Your tasks
1. Answer these questions about the essay:
(a) How old was Tia when she was diagnosed?
(b) In which country did Tia's family gather to pray the rosary?
(c) In what month did Tia pass away?
2. Write out the stretch of the essay from "The entire family" through "being in denial.", substituting "lamps" for "candles".

Document excerpt
::::::::::

#52Essays2017
Week 9
When tia was diagnosed with stomach cancer 12 years ago, it was a shocker to the family. She was 49 years old. She was the 6th of 8 siblings. She was my caregiver during my parents' long work hours. She was the strong one, the funny one, the glue that held the family together. 'Anyone but her', I'm sure everyone thought. One of her sisters traveled to the states to care for her during the time span of radiation and chemotherapy. Her husband worked, and her children were too young; 15 and 9.
The entire family had faith a miracle would happen. A religious faith that kept everyone going. Everyone prayed incessantly. Tia's family in Peru gathered to pray the rosary and light up candles to different saints. I had never seen, experienced and felt so much faith and hope before. So many acts of religious beliefs. Their belief that a miracle would occur was strong. However, from the start, the prognosis was not a good one. She was given 6 months to live with chemo and radiation. Perhaps less without it. Given the prognosis, some may view these acts of faith as being in denial.
Tia was diagnosed in October, and passed away on a rainy day in June of the following year. Thirteen days after her daughter's 10th birthday. Yes, she outlived the 6-months prognosis. But the prayers and faith, if they had anything to do with it, only gifted her those 2 extra months.

::::::::::

(Dataset records)
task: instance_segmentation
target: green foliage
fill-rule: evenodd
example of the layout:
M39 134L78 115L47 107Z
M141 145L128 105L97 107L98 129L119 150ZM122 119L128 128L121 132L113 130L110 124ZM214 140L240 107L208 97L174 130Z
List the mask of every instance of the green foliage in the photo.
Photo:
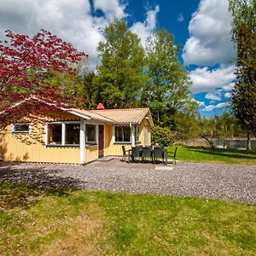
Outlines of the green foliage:
M144 88L142 104L149 107L154 123L176 130L176 114L196 106L189 96L188 72L179 63L179 47L167 31L156 31L146 44L146 73L149 80Z
M197 129L198 135L206 139L211 148L213 148L214 138L224 139L244 136L238 119L229 113L224 113L221 116L213 115L210 119L198 119Z
M101 102L98 98L99 87L93 83L95 78L96 74L94 72L88 72L81 78L79 96L84 99L87 99L84 107L88 109L95 108Z
M154 126L151 131L151 143L159 143L162 146L169 146L174 142L174 135L169 128Z
M97 47L101 63L94 79L99 88L98 99L108 108L137 107L144 85L144 50L140 39L128 30L125 21L118 20L105 28L104 36Z
M256 1L230 0L234 17L233 41L236 46L236 82L232 107L235 116L247 131L256 136Z
M173 152L174 148L166 149ZM176 158L182 161L256 165L256 152L230 148L178 146Z

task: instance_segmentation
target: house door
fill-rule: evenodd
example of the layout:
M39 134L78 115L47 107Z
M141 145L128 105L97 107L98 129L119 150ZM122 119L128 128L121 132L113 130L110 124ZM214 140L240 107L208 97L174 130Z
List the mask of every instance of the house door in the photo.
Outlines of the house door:
M148 146L148 127L144 127L144 143L145 146Z
M104 125L99 125L98 156L104 156Z

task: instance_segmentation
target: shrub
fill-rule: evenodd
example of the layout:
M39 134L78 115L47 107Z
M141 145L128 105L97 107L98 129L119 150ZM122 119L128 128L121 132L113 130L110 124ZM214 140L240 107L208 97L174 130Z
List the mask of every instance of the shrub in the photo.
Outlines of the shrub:
M159 143L162 146L169 146L174 142L174 135L169 128L154 126L152 129L151 141L153 144Z

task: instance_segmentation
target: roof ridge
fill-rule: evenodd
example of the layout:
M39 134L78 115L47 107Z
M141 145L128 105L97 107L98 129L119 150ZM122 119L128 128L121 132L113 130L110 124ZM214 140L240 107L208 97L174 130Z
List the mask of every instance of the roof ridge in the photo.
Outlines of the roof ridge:
M144 109L149 109L148 108L105 108L105 109L86 109L87 111L91 111L91 112L106 112L108 110L111 111L131 111L131 110L144 110Z

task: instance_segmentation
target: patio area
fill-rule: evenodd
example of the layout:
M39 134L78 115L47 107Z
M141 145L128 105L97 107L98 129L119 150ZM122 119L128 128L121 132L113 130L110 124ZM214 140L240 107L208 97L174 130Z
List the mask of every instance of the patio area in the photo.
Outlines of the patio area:
M246 165L127 164L117 158L86 166L1 162L0 182L26 183L44 189L72 187L256 204L256 169Z

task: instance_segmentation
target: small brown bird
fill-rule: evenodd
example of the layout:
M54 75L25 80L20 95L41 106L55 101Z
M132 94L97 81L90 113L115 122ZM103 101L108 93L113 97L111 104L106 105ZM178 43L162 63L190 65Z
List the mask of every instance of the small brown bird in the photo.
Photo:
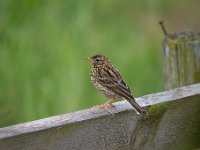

::::::::::

Answer list
1.
(a) 49 years old
(b) Peru
(c) June

2.
The entire family had faith a miracle would happen. A religious faith that kept everyone going. Everyone prayed incessantly. Tia's family in Peru gathered to pray the rosary and light up lamps to different saints. I had never seen, experienced and felt so much faith and hope before. So many acts of religious beliefs. Their belief that a miracle would occur was strong. However, from the start, the prognosis was not a good one. She was given 6 months to live with chemo and radiation. Perhaps less without it. Given the prognosis, some may view these acts of faith as being in denial.